● Requirement
Rewrite the listing below, changing every "one per line" to "each on its own line" and leaving all other text unchanged.
═══ Data for this task
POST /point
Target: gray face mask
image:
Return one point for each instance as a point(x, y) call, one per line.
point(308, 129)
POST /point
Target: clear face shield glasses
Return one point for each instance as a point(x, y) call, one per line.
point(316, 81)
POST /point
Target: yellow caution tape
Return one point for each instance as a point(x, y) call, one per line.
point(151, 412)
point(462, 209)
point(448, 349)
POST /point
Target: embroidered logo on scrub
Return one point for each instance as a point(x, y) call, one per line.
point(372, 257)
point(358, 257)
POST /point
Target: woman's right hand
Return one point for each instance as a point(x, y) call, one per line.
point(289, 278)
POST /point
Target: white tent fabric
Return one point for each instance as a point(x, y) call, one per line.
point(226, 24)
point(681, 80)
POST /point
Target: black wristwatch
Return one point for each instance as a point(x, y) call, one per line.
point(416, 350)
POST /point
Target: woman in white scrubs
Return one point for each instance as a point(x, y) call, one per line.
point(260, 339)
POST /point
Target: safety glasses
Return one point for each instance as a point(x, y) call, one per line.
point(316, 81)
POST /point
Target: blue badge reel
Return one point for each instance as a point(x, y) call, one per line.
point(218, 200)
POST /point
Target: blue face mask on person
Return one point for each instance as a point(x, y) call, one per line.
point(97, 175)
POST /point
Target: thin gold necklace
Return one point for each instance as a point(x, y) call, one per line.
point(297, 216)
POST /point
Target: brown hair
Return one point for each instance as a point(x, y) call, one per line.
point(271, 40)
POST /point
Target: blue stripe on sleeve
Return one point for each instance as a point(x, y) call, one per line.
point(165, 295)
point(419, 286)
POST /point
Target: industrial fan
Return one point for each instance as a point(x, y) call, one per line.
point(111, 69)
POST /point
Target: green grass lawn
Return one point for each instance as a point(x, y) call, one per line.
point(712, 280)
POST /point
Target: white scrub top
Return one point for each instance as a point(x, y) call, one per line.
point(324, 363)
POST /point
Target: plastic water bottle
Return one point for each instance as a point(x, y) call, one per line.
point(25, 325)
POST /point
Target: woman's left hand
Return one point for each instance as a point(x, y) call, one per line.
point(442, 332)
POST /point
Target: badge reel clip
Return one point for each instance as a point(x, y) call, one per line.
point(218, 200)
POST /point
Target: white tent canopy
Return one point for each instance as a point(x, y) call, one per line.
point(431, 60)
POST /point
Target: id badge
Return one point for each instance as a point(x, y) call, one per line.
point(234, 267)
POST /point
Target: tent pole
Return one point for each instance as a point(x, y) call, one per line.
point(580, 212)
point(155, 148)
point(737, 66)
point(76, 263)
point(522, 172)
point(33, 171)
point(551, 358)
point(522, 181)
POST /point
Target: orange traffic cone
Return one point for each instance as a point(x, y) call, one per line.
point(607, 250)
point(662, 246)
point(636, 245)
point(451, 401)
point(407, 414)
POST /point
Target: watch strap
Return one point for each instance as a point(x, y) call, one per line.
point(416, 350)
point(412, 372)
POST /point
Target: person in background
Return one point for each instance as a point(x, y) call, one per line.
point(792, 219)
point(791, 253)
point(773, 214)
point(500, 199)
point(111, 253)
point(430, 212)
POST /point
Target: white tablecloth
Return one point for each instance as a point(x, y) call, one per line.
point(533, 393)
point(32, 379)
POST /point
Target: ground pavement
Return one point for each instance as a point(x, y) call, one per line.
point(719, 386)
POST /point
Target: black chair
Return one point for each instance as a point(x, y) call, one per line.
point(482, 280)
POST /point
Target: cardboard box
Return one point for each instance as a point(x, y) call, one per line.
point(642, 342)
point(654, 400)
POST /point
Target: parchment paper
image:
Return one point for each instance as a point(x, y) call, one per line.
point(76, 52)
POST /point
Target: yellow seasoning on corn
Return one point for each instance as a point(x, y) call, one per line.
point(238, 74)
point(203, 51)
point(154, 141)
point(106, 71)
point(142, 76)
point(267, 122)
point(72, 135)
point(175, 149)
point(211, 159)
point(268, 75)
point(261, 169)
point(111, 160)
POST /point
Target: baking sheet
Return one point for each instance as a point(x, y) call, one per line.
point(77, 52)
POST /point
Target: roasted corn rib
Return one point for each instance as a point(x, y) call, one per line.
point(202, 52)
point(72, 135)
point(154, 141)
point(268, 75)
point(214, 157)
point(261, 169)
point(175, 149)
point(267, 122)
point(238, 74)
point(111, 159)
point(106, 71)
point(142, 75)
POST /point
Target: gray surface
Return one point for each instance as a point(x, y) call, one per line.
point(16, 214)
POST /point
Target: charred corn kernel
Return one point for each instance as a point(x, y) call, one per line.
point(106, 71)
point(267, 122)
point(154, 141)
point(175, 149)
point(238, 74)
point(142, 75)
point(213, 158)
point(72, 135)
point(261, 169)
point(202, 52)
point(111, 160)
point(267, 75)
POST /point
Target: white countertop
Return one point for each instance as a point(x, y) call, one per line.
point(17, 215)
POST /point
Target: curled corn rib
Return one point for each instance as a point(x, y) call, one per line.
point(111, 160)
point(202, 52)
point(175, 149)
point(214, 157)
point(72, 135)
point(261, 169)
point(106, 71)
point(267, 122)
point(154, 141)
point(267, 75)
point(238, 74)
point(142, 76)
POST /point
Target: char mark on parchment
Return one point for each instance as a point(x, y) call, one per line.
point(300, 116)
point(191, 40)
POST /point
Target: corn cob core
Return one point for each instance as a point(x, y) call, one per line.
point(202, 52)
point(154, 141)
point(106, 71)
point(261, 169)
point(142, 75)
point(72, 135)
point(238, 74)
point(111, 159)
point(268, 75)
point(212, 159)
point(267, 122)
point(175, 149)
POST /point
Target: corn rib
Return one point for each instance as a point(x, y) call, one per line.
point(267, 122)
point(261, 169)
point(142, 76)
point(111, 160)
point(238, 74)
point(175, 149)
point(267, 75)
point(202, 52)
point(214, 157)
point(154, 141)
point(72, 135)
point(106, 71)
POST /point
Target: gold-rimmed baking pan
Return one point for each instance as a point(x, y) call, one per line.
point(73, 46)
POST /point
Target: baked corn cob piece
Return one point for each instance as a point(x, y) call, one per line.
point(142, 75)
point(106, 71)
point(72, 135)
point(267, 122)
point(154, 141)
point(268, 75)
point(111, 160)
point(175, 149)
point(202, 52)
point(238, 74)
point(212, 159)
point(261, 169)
══════
● Written solution
POST /point
Target: gray face mask
image:
Return one point for each instance as a point(x, y) call, each on its own line.
point(308, 129)
POST /point
Target: clear face shield glasses
Return one point for each instance as a point(x, y) call, each on its own line.
point(316, 81)
POST /point
Target: yellow caution tape
Return one point for each instance as a point(x, y) call, each on its own line.
point(151, 412)
point(462, 209)
point(448, 349)
POST /point
Target: embroidered logo on scrub
Return one point for each instance as a point(x, y) call, each on its own line.
point(372, 257)
point(358, 257)
POST /point
Target: woman's right hand
Return one point for each instance as a point(x, y) call, each on its own line.
point(289, 278)
POST /point
Target: white tent fabric
Return one point for each instance as a point(x, y) call, each on its own line.
point(226, 24)
point(681, 80)
POST /point
Target: black wristwatch
Return one point for each instance as a point(x, y) call, each on its own line.
point(416, 350)
POST /point
Target: woman in white scrubs
Return one point for each instance as a point(x, y) call, each on its own line.
point(260, 339)
POST /point
Target: safety glasses
Return one point for each instance as a point(x, y) call, each on its own line.
point(316, 81)
POST /point
Target: blue badge reel
Return one point for each instance as a point(x, y) call, each on its own line.
point(218, 200)
POST /point
Target: blue face mask on person
Return one point for each instance as a point(x, y) call, each on its own line.
point(97, 175)
POST /point
Target: thin gold necklace
Return one point for each instance as a point(x, y) call, each on its own line.
point(297, 216)
POST /point
Target: brown hair
Return one point for each instance as a point(x, y) call, each on its own line.
point(271, 40)
POST /point
Target: blue stripe on sleeve
Return one point for each instance as a point(x, y) call, each on its own line.
point(165, 295)
point(419, 286)
POST /point
Target: industrial fan
Return one point for each instance as a point(x, y) call, each on its own line.
point(111, 69)
POST /point
Target: green grass lawn
Return one point for each instance as a point(x, y) call, each on its own line.
point(712, 280)
POST /point
Target: white scrub top
Return one point for each instance as a point(x, y) call, each on its own line.
point(324, 363)
POST /point
Target: plastic water bottle
Return one point for each instance as a point(x, y) call, each on its own line.
point(25, 325)
POST /point
Target: woman's left hand
Return one point for each instance as a point(x, y) call, each on its own line.
point(442, 332)
POST /point
Target: badge reel clip
Return one point for each instance as a point(x, y) call, each on its own line.
point(218, 200)
POST /point
Target: white tent canopy
Return one point for each instance as a point(x, y) call, each on its own line.
point(431, 60)
POST /point
Target: id badge
Return one point for each instance as a point(x, y) call, each on its own line.
point(234, 267)
POST /point
Target: tent pole
Return one point for each instance as a point(x, y) call, each on its own line.
point(580, 212)
point(155, 148)
point(737, 66)
point(76, 263)
point(522, 172)
point(33, 171)
point(551, 358)
point(522, 181)
POST /point
Target: orange traffic cone
Return one point for each instance as a point(x, y) call, each on its own line.
point(607, 250)
point(662, 246)
point(636, 245)
point(451, 401)
point(407, 414)
POST /point
Target: watch strap
Return one point for each instance as a point(x, y) call, each on its own line.
point(416, 350)
point(412, 372)
POST /point
Target: person in background
Return one point for each instance as a point(x, y) call, each on its own line.
point(792, 219)
point(791, 253)
point(773, 214)
point(500, 199)
point(111, 253)
point(430, 212)
POST /point
Target: white tablecloth
Return one point for each instance as a point(x, y) call, each on its own line.
point(533, 393)
point(32, 379)
POST /point
Target: ground pavement
Return one point for each instance as a point(x, y) call, each on its own line.
point(719, 386)
POST /point
Target: black chair
Return one point for each instance as a point(x, y) call, each on its own line.
point(482, 280)
POST /point
Target: cardboard box
Return one point for each instance as a point(x, y) call, each on its own line.
point(642, 342)
point(654, 400)
POST /point
Target: parchment paper
image:
Return one point for each instance as a point(x, y) call, each on its own line.
point(76, 52)
POST /point
Target: yellow seasoning on corn
Return one point for each instance as a point(x, y) call, each on its own line.
point(238, 74)
point(203, 51)
point(154, 141)
point(106, 71)
point(142, 76)
point(267, 122)
point(72, 135)
point(175, 149)
point(211, 159)
point(268, 75)
point(261, 169)
point(111, 160)
POST /point
Target: baking sheet
Return one point for each instance as a point(x, y) call, each on its own line.
point(77, 52)
POST /point
Target: roasted corn rib
Return one point for each instance as a point(x, y) call, each on its own line.
point(202, 52)
point(72, 135)
point(154, 141)
point(268, 75)
point(214, 157)
point(261, 169)
point(175, 149)
point(267, 122)
point(238, 74)
point(111, 159)
point(106, 71)
point(142, 75)
POST /point
Target: gray surface
Return one point for each instance as a point(x, y) call, each on its own line.
point(16, 214)
POST /point
Target: charred corn kernel
Return one point for each instance as a point(x, y) call, each on its own line.
point(106, 71)
point(267, 122)
point(154, 141)
point(175, 149)
point(238, 74)
point(142, 75)
point(213, 158)
point(72, 135)
point(261, 169)
point(202, 52)
point(111, 160)
point(267, 75)
POST /point
Target: white countertop
Return one point for each instance as a point(x, y) call, each on its own line.
point(17, 215)
POST /point
Target: curled corn rib
Return one point for each instance as a point(x, y) call, each on its own line.
point(111, 160)
point(202, 52)
point(175, 149)
point(214, 157)
point(72, 135)
point(261, 169)
point(106, 71)
point(267, 122)
point(154, 141)
point(267, 75)
point(238, 74)
point(142, 76)
POST /point
Target: char mark on parchment
Return one point for each instance as a point(x, y) call, each on its own line.
point(300, 116)
point(191, 40)
POST /point
Target: corn cob core
Return one point for each instance as a point(x, y) call, each on its own line.
point(202, 52)
point(154, 141)
point(106, 71)
point(261, 169)
point(142, 75)
point(72, 135)
point(238, 74)
point(111, 159)
point(268, 75)
point(212, 159)
point(267, 122)
point(175, 149)
POST /point
Target: corn rib
Return one point for each instance as a point(x, y) call, each on its own line.
point(267, 122)
point(261, 169)
point(142, 76)
point(111, 160)
point(238, 74)
point(175, 149)
point(267, 75)
point(202, 52)
point(214, 157)
point(154, 141)
point(72, 135)
point(106, 71)
POST /point
Target: gold-rimmed baking pan
Return one point for each instance as a point(x, y) call, each on its own line.
point(73, 46)
POST /point
Target: baked corn cob piece
Return one point for each instance as a point(x, y) call, each on its own line.
point(142, 75)
point(106, 71)
point(72, 135)
point(267, 122)
point(154, 141)
point(268, 75)
point(111, 160)
point(175, 149)
point(202, 52)
point(238, 74)
point(212, 159)
point(261, 169)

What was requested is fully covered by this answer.